A private detective agency ad in the local newspaper caught Pat’s eye. The young man they sent spoke with the truckers who had come to pick up Trevor’s rig.

When Pat asked Trevor’s company for information, they said it was now a family matter. The company’s dispatcher told Pat she believed Trevor had a gambling problem.

“It always seems like we run up against brick walls.”

On Oct. 4, Pat and Jim flew home. After draining days of talking to strangers and searching a desert notorious for swallowing secrets, they had no answers.

The detective agency followed up with a phone call. A monsoon was expected to hit Las Vegas any day. That meant flash floods. Bodies wash up.

“Now we can help you,” the investigator said.

Pat thought about the young man she remembered as barely helpful, armed with flyers, and the $700 she’d already paid.

“I told him we’ve paid you all we’re going to pay you.”

Both Pat and Trevor’s wife hoped for updates from police.

“I did everything I could. I kept writing and phoning people. It just fizzles right out.”

But except for Trevor’s case airing on the television show America’s Most Wanted in 2005, the search hit a dead end. Rumours of sightings never panned out. Psychics’ tips placed Trevor anywhere from Leduc to the beaches of Acapulco.

“I’ve had people ask what’s worse: the death or the missing? The missing is a little easier because you have hope. If you have no hope it’s the hardest,” she said.

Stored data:
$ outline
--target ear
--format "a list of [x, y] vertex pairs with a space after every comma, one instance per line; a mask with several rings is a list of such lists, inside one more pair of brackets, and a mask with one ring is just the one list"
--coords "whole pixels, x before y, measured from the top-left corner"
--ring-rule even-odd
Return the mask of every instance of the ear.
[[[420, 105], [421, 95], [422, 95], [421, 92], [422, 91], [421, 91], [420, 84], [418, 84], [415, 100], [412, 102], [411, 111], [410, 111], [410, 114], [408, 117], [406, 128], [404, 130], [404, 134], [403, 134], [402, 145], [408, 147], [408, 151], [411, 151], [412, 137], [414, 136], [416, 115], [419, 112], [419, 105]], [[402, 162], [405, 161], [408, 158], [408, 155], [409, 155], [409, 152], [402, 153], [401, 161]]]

#### [What you are asked to do]
List every place mentioned by name in the passage about the search for Trevor.

#### [Problem solution]
Las Vegas, Leduc, Acapulco